- **Job**
Reproduce every one of the records below line for line, without changing anything.

- **Record extracts**

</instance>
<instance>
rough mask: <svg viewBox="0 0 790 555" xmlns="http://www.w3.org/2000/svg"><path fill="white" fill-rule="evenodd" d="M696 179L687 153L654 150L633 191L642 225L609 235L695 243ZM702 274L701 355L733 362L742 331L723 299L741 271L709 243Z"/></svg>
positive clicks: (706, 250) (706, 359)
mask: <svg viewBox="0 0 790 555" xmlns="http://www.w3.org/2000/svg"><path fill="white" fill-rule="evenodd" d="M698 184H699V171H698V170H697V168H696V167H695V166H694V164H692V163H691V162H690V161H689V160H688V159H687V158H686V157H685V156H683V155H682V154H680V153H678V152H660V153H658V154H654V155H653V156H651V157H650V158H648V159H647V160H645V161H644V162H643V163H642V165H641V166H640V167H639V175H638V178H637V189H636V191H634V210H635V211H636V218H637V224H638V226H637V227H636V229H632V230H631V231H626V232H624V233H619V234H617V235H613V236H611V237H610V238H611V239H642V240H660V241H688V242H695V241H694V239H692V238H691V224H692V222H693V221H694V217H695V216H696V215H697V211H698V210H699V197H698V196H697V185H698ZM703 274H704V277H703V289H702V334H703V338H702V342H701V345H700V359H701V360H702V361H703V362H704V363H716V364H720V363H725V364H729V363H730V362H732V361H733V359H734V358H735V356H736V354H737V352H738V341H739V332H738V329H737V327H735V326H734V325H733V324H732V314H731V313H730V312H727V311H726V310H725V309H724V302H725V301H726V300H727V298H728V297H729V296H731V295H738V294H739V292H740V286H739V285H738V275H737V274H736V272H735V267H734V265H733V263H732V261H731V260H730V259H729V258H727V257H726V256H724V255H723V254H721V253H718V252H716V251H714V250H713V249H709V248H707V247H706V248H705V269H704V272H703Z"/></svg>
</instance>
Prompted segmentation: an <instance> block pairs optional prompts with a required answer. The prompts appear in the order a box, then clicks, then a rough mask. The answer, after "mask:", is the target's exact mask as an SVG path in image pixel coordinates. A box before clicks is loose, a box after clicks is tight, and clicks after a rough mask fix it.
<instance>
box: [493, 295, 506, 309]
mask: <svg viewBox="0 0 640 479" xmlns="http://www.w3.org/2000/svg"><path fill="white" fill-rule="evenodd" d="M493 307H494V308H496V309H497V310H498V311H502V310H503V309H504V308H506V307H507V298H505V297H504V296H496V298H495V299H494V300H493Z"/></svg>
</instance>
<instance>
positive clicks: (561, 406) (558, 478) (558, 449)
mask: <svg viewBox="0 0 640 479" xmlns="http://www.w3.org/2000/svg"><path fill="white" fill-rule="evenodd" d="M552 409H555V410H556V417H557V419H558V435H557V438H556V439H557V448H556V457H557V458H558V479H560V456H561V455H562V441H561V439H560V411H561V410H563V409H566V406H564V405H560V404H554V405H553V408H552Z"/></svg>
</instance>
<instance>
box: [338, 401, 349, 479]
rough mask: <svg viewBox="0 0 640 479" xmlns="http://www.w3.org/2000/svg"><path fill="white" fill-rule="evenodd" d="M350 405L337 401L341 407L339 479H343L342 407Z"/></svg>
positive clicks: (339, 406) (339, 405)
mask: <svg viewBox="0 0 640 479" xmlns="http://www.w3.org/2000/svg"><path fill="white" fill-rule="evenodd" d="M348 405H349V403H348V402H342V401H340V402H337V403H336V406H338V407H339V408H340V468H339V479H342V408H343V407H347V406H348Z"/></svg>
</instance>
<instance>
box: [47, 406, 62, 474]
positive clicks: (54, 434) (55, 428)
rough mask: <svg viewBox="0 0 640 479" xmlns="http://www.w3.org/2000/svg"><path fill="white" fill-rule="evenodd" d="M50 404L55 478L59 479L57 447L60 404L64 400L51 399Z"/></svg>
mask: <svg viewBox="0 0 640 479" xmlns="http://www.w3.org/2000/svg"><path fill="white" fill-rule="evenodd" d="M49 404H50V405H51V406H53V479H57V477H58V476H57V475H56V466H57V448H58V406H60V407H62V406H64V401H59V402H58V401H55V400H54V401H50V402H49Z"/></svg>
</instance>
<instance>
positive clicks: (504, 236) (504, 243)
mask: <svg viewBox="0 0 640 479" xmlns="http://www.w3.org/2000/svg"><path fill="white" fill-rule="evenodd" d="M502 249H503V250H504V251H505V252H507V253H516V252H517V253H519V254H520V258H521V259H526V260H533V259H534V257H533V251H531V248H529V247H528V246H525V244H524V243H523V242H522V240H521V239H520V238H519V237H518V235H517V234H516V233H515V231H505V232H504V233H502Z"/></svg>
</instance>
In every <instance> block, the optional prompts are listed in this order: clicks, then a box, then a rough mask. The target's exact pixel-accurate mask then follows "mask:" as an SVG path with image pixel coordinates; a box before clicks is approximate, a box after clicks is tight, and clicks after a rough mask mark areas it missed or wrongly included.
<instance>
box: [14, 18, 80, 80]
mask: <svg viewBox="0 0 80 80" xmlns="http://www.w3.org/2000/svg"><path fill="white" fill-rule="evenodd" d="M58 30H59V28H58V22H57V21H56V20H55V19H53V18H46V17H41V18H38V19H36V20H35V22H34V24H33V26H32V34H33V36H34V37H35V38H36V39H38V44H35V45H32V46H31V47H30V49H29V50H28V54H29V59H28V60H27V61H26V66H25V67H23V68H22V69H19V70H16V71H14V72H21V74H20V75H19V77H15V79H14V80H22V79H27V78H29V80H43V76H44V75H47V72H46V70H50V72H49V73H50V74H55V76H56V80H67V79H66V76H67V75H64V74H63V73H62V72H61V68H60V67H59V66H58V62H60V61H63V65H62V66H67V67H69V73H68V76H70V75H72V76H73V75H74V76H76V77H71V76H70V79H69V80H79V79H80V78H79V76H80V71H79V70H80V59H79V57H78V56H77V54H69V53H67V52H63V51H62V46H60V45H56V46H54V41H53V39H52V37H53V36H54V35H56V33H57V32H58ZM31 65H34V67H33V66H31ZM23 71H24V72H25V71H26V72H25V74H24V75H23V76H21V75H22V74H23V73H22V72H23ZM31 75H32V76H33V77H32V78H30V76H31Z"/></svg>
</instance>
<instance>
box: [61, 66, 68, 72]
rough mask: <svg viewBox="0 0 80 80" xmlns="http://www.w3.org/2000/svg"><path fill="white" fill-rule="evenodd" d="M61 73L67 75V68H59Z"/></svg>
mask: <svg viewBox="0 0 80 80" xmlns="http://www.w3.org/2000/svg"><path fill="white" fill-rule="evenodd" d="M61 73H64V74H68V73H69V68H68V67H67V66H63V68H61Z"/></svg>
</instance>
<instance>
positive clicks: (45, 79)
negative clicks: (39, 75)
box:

- **Solution to this problem**
</instance>
<instance>
rough mask: <svg viewBox="0 0 790 555" xmlns="http://www.w3.org/2000/svg"><path fill="white" fill-rule="evenodd" d="M696 179L687 153L654 150L633 191L642 225L609 235L695 243ZM702 274L701 355L733 362L742 331L723 299L741 271L709 243Z"/></svg>
positive clicks: (706, 250) (706, 359)
mask: <svg viewBox="0 0 790 555" xmlns="http://www.w3.org/2000/svg"><path fill="white" fill-rule="evenodd" d="M698 184H699V171H698V170H697V168H696V167H695V166H694V164H692V163H691V162H690V161H689V160H688V159H687V158H686V157H685V156H683V155H682V154H680V153H678V152H660V153H658V154H654V155H653V156H651V157H650V158H648V159H647V160H645V161H644V162H643V163H642V165H641V166H640V167H639V175H638V178H637V189H636V191H634V210H635V211H636V218H637V224H638V226H637V227H636V229H632V230H631V231H626V232H624V233H619V234H617V235H613V236H611V237H610V238H611V239H642V240H660V241H688V242H695V241H694V239H692V238H691V224H692V222H693V221H694V217H695V216H696V215H697V211H698V210H699V197H698V196H697V185H698ZM703 274H704V277H703V289H702V334H703V338H702V342H701V345H700V359H701V360H702V361H703V362H704V363H716V364H720V363H725V364H729V363H730V362H732V361H733V359H734V358H735V356H736V354H737V352H738V341H739V332H738V329H737V327H735V326H734V325H733V324H732V314H731V313H730V312H727V311H726V310H725V309H724V302H725V301H726V300H727V298H728V297H729V296H731V295H738V294H739V292H740V286H739V285H738V275H737V274H736V272H735V267H734V265H733V263H732V261H731V260H730V259H729V258H727V257H726V256H724V255H723V254H721V253H718V252H716V251H714V250H713V249H709V248H707V247H706V248H705V269H704V272H703Z"/></svg>
</instance>
Prompted segmentation: an <instance> block pairs optional prompts with a required answer. The prompts appear in the order a box, then clicks, then a rough mask. The answer, after "mask:", is the target's exact mask as an SVG path in image pixel coordinates. A box before clicks is loose, a box after clicks is tight, and clicks after a rough mask fix it.
<instance>
box: [493, 295, 506, 309]
mask: <svg viewBox="0 0 640 479" xmlns="http://www.w3.org/2000/svg"><path fill="white" fill-rule="evenodd" d="M493 307H494V308H496V309H497V310H498V311H502V310H503V309H504V308H506V307H507V298H505V297H504V296H496V298H495V299H494V300H493Z"/></svg>
</instance>
<instance>
positive clicks: (561, 406) (558, 478) (558, 449)
mask: <svg viewBox="0 0 640 479" xmlns="http://www.w3.org/2000/svg"><path fill="white" fill-rule="evenodd" d="M552 409H555V410H556V417H557V419H558V435H557V438H556V439H557V448H556V457H557V458H558V479H560V456H561V455H562V441H561V439H560V411H561V410H563V409H566V406H564V405H560V404H554V405H553V408H552Z"/></svg>
</instance>
<instance>
box: [338, 401, 349, 479]
rough mask: <svg viewBox="0 0 640 479" xmlns="http://www.w3.org/2000/svg"><path fill="white" fill-rule="evenodd" d="M350 405L337 401L341 407L339 479H343L342 407Z"/></svg>
positive clicks: (339, 406) (339, 405)
mask: <svg viewBox="0 0 640 479" xmlns="http://www.w3.org/2000/svg"><path fill="white" fill-rule="evenodd" d="M348 405H349V403H348V402H342V401H340V402H337V403H336V406H338V407H339V408H340V468H339V479H342V408H343V407H347V406H348Z"/></svg>
</instance>
<instance>
box: [47, 406, 62, 474]
positive clicks: (54, 434) (55, 428)
rough mask: <svg viewBox="0 0 640 479" xmlns="http://www.w3.org/2000/svg"><path fill="white" fill-rule="evenodd" d="M50 404L55 478L59 479L57 447L60 404L64 400L51 399Z"/></svg>
mask: <svg viewBox="0 0 640 479" xmlns="http://www.w3.org/2000/svg"><path fill="white" fill-rule="evenodd" d="M49 404H50V405H51V406H53V479H57V477H58V476H57V475H56V466H57V448H58V406H60V407H62V406H64V401H59V402H58V401H55V400H54V401H50V402H49Z"/></svg>
</instance>
<instance>
positive clicks: (504, 236) (504, 243)
mask: <svg viewBox="0 0 640 479" xmlns="http://www.w3.org/2000/svg"><path fill="white" fill-rule="evenodd" d="M502 249H503V250H504V251H505V252H507V253H516V252H517V253H519V254H520V258H521V259H526V260H533V259H534V257H533V251H531V248H529V247H528V246H525V244H524V243H523V242H522V240H521V239H520V238H519V237H518V235H517V234H516V233H515V231H505V232H504V233H502Z"/></svg>
</instance>
In every <instance> block, the optional prompts are listed in this order: clicks, then a box, then a rough mask. The target's exact pixel-accurate mask then follows "mask:" as an SVG path with image pixel coordinates; a box before clicks is approximate, a box after clicks is tight, and clicks after a rough mask mark areas it missed or wrongly included.
<instance>
box: [14, 18, 80, 80]
mask: <svg viewBox="0 0 80 80" xmlns="http://www.w3.org/2000/svg"><path fill="white" fill-rule="evenodd" d="M58 30H59V28H58V22H57V21H56V20H55V19H53V18H46V17H41V18H38V19H36V20H35V22H34V24H33V26H32V34H33V36H34V37H35V38H36V39H38V44H35V45H32V46H31V47H30V49H29V50H28V54H29V59H28V60H27V61H26V66H25V67H23V68H22V69H19V70H16V71H14V72H21V74H20V75H19V77H15V79H14V80H22V79H27V78H29V80H43V76H44V75H47V72H46V70H50V72H49V73H50V74H55V76H56V80H67V79H66V76H67V75H64V74H63V73H62V72H61V68H60V67H59V66H58V62H60V61H63V65H62V66H67V67H69V73H68V76H70V75H72V76H73V75H74V76H76V77H71V76H70V79H69V80H79V79H80V78H79V76H80V71H79V70H80V59H79V57H78V56H77V54H69V53H67V52H63V51H62V46H60V45H56V46H54V41H53V39H52V37H53V36H54V35H56V33H57V32H58ZM31 65H34V67H33V66H31ZM23 71H24V72H25V71H26V72H25V74H24V75H23V76H21V75H22V74H23V73H22V72H23ZM31 75H32V76H33V77H32V78H30V76H31Z"/></svg>
</instance>
<instance>
box: [61, 66, 68, 72]
rough mask: <svg viewBox="0 0 80 80" xmlns="http://www.w3.org/2000/svg"><path fill="white" fill-rule="evenodd" d="M61 73L67 75V68H59Z"/></svg>
mask: <svg viewBox="0 0 80 80" xmlns="http://www.w3.org/2000/svg"><path fill="white" fill-rule="evenodd" d="M61 73H64V74H68V73H69V68H68V67H67V66H63V68H61Z"/></svg>
</instance>
<instance>
positive clicks: (45, 79)
negative clicks: (39, 75)
box:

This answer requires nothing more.